- Passage given
Archive for the Vocal chamber works Category

World-premiere recording of Pergolesi: Septem verba a Christo | Akademie für Alte Musik Berlin, René Jacobs, cond.

Posted in Baroque, Vocal chamber works with tags , , , , on April 10, 2013 by orinococds
Pergolesi: Septem verba a Christo | Akademie für Alte Musik, Rene Jacobs cond. | 1 cd | $NZ 33  hmc902155

Pergolesi: Septem verba a Christo | Akademie für Alte Musik, Rene Jacobs cond. | 1 cd | $NZ 33 hmc902155

Now attributed to Pergolesi on the basis of the most recent research, the Seven Words of Christ has been regarded, ever since it was discovered by Hermann Scherchen, as ‘one of the most heartfelt works of art, full of profound tenderness and an all-conquering sense of beauty’.
This major work of the Neapolitan Baroque (1736) was given its concert premiere at the Beaune Festival in July 2012, a few days before it was recorded.

- Set exercise a
According to the album notice for the Pergolesi recording, on what basis is the Seven Words of Christ now attributed to Pergolesi?

- Data extract
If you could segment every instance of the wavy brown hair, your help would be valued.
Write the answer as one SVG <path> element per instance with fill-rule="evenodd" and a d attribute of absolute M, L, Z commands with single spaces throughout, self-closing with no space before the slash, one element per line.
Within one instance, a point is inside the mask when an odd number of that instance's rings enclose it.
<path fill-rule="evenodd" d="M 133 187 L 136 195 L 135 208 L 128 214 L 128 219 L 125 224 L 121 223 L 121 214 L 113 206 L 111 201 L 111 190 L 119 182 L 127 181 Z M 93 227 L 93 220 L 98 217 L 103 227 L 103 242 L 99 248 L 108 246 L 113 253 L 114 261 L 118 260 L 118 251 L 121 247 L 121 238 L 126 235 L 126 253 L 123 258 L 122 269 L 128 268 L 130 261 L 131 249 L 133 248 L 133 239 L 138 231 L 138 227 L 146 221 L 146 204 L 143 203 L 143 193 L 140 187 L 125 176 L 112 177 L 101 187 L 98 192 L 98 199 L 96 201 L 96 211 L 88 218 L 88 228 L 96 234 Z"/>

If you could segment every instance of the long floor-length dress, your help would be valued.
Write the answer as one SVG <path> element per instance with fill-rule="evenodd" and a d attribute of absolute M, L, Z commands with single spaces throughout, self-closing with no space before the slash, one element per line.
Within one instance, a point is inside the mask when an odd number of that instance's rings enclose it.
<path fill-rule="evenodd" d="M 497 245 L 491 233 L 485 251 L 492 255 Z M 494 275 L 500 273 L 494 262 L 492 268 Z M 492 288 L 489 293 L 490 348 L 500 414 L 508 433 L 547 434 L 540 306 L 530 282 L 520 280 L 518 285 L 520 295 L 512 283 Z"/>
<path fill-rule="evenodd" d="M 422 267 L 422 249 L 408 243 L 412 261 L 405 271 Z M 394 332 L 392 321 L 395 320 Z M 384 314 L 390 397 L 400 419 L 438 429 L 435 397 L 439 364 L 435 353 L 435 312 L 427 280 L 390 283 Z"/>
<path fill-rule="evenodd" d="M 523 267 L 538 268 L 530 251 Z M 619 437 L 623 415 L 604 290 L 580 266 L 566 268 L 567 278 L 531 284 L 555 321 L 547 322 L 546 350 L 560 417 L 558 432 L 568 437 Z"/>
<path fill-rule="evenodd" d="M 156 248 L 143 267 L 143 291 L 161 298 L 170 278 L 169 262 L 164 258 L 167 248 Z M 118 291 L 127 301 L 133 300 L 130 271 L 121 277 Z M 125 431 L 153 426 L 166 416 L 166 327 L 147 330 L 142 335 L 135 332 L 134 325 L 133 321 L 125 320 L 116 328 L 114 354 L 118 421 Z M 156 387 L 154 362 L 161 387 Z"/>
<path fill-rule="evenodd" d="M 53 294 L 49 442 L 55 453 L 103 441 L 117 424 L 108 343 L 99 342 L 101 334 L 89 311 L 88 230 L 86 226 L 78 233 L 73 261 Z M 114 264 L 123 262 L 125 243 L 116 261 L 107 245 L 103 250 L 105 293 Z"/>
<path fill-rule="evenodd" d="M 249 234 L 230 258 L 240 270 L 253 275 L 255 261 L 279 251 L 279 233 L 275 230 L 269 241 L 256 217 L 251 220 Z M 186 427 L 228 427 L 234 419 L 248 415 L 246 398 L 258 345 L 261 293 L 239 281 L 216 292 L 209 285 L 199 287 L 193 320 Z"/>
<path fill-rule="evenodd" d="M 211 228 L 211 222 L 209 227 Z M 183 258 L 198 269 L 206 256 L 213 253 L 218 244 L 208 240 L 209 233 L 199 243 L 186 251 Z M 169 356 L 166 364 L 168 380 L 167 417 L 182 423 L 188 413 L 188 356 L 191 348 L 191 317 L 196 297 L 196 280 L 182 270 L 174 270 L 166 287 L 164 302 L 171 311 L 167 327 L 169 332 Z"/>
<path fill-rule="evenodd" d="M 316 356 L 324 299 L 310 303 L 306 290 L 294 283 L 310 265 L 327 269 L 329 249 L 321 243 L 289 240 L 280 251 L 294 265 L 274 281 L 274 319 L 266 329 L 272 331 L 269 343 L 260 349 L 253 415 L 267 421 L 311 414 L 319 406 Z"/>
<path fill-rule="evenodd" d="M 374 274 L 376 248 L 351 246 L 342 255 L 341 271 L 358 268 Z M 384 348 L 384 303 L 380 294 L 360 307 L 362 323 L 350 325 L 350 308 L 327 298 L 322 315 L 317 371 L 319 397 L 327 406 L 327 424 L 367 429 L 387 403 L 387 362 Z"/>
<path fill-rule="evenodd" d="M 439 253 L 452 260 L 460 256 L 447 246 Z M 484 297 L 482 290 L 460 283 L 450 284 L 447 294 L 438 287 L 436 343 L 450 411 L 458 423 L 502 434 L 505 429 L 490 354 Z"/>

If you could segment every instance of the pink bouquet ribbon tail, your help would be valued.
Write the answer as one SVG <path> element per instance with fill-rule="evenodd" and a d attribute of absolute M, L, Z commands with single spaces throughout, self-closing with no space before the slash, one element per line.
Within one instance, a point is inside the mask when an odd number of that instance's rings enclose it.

- Set exercise b
Echo back the lines of the records from the one containing "If you could segment every instance of the pink" through the end of the records, inclusive, without changing anything.

- Right answer a
The attribution to Pergolesi rests on the most recent research.

- Right answer b
If you could segment every instance of the pink bouquet ribbon tail, your help would be valued.
Write the answer as one SVG <path> element per instance with fill-rule="evenodd" and a d attribute of absolute M, L, Z commands with single spaces throughout, self-closing with no space before the slash, one element per line.
Within one instance, a point is inside the mask when an odd number of that instance's rings enclose it.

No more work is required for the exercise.